_TASK SET_:
(a) Write out the Hadoop quiz word for word from "WHERE s.freq >= 5;" up to and including "suited for him?".
(b) Check each statement against the Hadoop quiz and mark it yes or no, quoting the words that decide it. (i) In the first question, the MapReduce job will generate 500 million key-value pairs. (ii) The first question states that the data is uniformly distributed. (iii) One option in the question about detecting a failed DataNode says the NameNode considers a DataNode failed when it fails to receive periodic heartbeats from it.
-- start of PAGE EXTRACT --
Skip to main content

The Ultimate Cheat Sheet On Hadoop

Question 1

You have written a MapReduce job that will process 500 million input records and generate 500 million key-value pairs. The data is not uniformly distributed. Your MapReduce job will create a significant amount of intermediate data that it needs to transfer between mappers and reducers which is a potential bottleneck. A custom implementation of which of the following interfaces is most likely to reduce the amount of intermediate data transferred across the network?

A.      Writable
B.      WritableComparable
C.      InputFormat
D.      OutputFormat
E.       Combiner
F.       Partitioner

Ans:    e

Question 2

Where is Hive metastore stored by default ?
A.      In HDFS
B.      In client machine in the form of a flat file.
C.      In client machine in a derby database
D.      In lib directory of HADOOP_HOME, and requires HADOOP_CLASSPATH to be modified.
Ans;   c

Question 3

 The NameNode uses RAM for the following purpose:

A.      To store the contents in HDFS.
B.      To store the filenames, list of blocks and other meta information.
C.      To store log that keeps track of changes in HDFS.
D.      To manage distributed read and write locks on files in HDFS.
Ans: b
Question 4
What is true about reduce-side joining?
A.      It requires a lot of in-memory process.
B.      The amount of data written in the local of disk of the DataNode running the reduce task increases.
C.      The reduce task generates more output data than input data.
D.      It requires to declare custom partitioner and group comparator in the JobConf object.
Ans:    a 

Question 5

Consider the below query:

SELECT s.word, s.freq, k.freq FROM
shakespeare s JOIN kjv k ON
(s.word = k.word)
WHERE s.freq >= 5;

Is the output result stored in HDFS?

A.      Yes, inside newTable
B.      Yes, inside shakespeare.
C.      No, not at all.
D.      Maybe, depends on the permission given to the client

   Ans:   a

Question 6

One of the business analyst in your organization has very good expertise on C coding. He wants to clean and model the business data which is stored in HDFS. Which of the among is best suited for him?
      A.      HIVE
B.      PIG
D.      OOZIE
E.       HadoopStreaming
Ans:     c
Question 7

Which process describes the life cycle of a mapper?

A.      The jobTracker calls the TaskTracker’s configure () method, then  its map() method and finally its close() method.
B.      Task Tracker spawns a new mapper process to process all records of a single InputSplit.
C.      Task Tracker spawns a new mapper process to process each key-value pair.
D.      JobTracker spawns a new mapper process to process all records of single input file.

Ans:  c
Question 8

How does the NameNode detect that a DataNode has failed?

A.      The NameNode does not need to know that DataNode has failed.
B.      When the NameNode fails to receive periodic heartbeats from the DataNode, it considers the DataNode as failed.
C.      The NameNode pings the datanode. If the DataNode does not respond, the NameNode considers the DataNode failed.
D.      When HDFS starts up, the NameNode tries to communicate with the DataNode and considers the DataNodes failed if it does not respond.

Ans: b
Two files needs to be joined over a common column. Which technique is faster and why?
      A.      The reduce-side joining is faster as it receives the records sorted by keys.
-- end of PAGE EXTRACT --
-- start of PROVIDED DATA --
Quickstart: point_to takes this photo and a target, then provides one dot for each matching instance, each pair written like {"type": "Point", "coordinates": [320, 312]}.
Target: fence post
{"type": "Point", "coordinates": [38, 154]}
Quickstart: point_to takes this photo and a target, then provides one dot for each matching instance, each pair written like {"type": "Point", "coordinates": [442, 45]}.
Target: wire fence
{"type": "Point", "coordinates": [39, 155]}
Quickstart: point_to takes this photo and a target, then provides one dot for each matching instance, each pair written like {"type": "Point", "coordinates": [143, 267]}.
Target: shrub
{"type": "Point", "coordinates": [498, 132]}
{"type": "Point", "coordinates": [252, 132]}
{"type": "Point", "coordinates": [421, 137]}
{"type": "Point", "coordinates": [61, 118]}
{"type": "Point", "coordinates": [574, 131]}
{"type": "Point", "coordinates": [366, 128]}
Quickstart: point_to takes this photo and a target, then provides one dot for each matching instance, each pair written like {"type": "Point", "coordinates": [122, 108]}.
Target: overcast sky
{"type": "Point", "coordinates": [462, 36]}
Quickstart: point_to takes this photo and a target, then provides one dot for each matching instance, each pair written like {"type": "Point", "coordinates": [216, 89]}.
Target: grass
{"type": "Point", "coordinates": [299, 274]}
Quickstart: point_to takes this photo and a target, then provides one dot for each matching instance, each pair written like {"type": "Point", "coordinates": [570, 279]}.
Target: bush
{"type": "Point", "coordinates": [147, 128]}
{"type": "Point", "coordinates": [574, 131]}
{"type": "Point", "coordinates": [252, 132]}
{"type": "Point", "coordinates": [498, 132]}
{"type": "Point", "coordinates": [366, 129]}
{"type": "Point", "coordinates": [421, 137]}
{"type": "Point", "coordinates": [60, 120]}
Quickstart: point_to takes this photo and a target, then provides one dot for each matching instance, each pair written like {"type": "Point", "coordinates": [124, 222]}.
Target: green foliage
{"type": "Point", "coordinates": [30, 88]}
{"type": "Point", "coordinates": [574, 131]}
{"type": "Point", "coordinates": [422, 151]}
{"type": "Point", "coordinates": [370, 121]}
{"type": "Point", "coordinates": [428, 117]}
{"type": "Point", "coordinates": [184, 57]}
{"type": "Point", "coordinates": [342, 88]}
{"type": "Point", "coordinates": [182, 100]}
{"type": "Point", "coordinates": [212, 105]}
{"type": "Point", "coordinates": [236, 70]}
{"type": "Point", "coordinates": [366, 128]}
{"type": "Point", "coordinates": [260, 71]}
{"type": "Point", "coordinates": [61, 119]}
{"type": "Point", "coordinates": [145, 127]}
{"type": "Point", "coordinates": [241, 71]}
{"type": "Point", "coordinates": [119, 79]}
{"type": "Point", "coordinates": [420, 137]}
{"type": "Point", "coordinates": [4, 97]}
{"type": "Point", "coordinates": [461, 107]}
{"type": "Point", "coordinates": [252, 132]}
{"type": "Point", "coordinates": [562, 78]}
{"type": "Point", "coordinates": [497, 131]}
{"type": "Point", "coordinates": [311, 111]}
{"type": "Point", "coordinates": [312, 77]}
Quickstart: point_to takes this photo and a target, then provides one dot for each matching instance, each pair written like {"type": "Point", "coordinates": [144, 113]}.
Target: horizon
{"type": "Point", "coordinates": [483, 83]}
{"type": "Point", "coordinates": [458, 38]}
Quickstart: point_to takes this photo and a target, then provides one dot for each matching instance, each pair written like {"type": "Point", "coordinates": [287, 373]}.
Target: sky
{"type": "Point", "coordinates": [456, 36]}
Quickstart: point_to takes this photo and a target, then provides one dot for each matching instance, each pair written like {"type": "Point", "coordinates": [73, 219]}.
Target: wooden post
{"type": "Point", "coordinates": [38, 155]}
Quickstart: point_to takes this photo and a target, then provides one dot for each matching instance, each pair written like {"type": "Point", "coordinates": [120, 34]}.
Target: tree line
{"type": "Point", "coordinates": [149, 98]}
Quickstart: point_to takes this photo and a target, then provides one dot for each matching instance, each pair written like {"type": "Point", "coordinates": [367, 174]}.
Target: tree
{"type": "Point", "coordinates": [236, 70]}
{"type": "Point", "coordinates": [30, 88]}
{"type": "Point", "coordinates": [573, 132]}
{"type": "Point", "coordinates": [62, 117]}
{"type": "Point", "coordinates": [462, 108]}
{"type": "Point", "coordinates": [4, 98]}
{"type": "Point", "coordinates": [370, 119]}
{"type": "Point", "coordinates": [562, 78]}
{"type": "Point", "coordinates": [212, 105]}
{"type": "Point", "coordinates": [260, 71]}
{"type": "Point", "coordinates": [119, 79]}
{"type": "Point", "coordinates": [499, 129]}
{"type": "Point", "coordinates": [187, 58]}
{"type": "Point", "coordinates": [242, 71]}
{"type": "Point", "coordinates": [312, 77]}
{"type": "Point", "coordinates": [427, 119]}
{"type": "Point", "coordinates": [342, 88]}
-- end of PROVIDED DATA --
_SOLUTIONS PER TASK_:
(a)
WHERE s.freq >= 5;

Is the output result stored in HDFS?

A.      Yes, inside newTable
B.      Yes, inside shakespeare.
C.      No, not at all.
D.      Maybe, depends on the permission given to the client

   Ans:   a

Question 6

One of the business analyst in your organization has very good expertise on C coding. He wants to clean and model the business data which is stored in HDFS. Which of the among is best suited for him?

(b)
(i) Yes: "generate 500 million key-value pairs"
(ii) No: "The data is not uniformly distributed."
(iii) Yes: "When the NameNode fails to receive periodic heartbeats from the DataNode, it considers the DataNode as failed."